What’s the difference between the parking brake vs. emergency brake? You’ve likely heard the terms used interchangeably because they both stop the wheels from turning, but there’s a reason for the different terminology.
Both are auxiliary brake systems that are separate from the hydraulic system that engages when you press the brake pedal. Let’s take a closer look at the parking brake vs. emergency brake so you fully understand how these systems are designed to operate and why they have different names.
What Makes Them Similar?
Whether it’s called an emergency brake or parking brake, it operates the same way. These systems use calipers that clamp onto the rear wheel rotors to keep them from moving. While the brake pedal lets you gradually apply pressure to slowly and smoothly bring your car to a stop, auxiliary brake systems are more aggressive. There’s no way to modulate the pressure of the calipers on the rotors, so it’s more of an all-or-nothing proposition.
The Parking Brake
A parking brake is designed to keep your car from rolling when it’s parked. Cars with a manual transmission have a parking brake that needs to be engaged every time you park the car, otherwise, it will roll away. This is because you can’t put a manual into park like you can with an automatic. When you stop the car and turn off the ignition, it’s still in neutral. The parking brake makes sure your car doesn’t go anywhere.
There are also parking brakes on vehicles with automatic transmissions. Although you can put a car with an automatic transmission into park so it shouldn’t roll away, setting the parking brake gives you an extra measure of security. It’s an especially good idea to engage the parking brake if you’re parked on a steep hill.
========
• [Work item A]: Reproduce the part of the brake passage that begins with "What’s the difference" and ends with "the different terminology.".
• [Work item B]: Supply the next part of the passage on parking and emergency brakes, picking up after its final sentence.
========
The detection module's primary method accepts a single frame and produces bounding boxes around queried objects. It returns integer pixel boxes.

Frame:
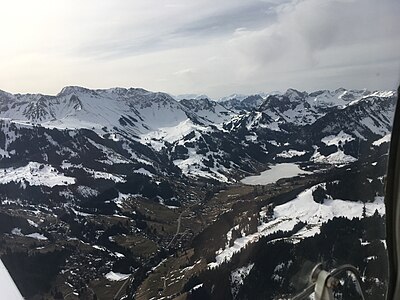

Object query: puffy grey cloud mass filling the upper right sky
[231,0,400,86]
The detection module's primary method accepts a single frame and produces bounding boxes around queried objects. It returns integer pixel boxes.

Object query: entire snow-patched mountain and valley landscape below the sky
[0,87,396,299]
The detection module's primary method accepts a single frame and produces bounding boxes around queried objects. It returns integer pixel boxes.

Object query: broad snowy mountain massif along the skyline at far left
[0,87,195,133]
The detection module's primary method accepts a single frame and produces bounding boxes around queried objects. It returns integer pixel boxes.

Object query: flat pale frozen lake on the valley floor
[241,163,312,185]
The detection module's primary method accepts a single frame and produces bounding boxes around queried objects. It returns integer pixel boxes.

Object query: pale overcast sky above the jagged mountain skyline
[0,0,400,98]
========
• [Response A]:
What’s the difference between the parking brake vs. emergency brake? You’ve likely heard the terms used interchangeably because they both stop the wheels from turning, but there’s a reason for the different terminology.

• [Response B]:
The Emergency Brake
So, what makes an emergency brake different? It’s all in the name. Some automakers call it a parking brake, while some call it an emergency brake. While calling the auxiliary brake system a parking brake implies you use it every time you park your car, the name emergency brake implies it’s only for emergencies. The reality is that whether it’s called a parking brake or an emergency brake, it does the same thing and can be used in multiple scenarios.
When to Use Them
You can engage the auxiliary brake system when you park the car, which makes the name parking brake make sense. You can also engage the auxiliary brake system if your regular hydraulic brakes malfunction, which makes the name emergency brake make sense. Two names for one system designed to work in more than one situation.
Regardless of the name, the auxiliary brake system makes sure your car stays put when you stop and can help slow you down and stop your car if your regular brakes fail.
Check out all the brake system parts available on NAPA Online or trust one of our 17,000 NAPA AutoCare locations for routine maintenance and repairs. For more information on how an emergency brake differs from a parking brake, chat with a knowledgeable expert at your local NAPA AUTO PARTS store.
Photos courtesy of Nicole Wakelin.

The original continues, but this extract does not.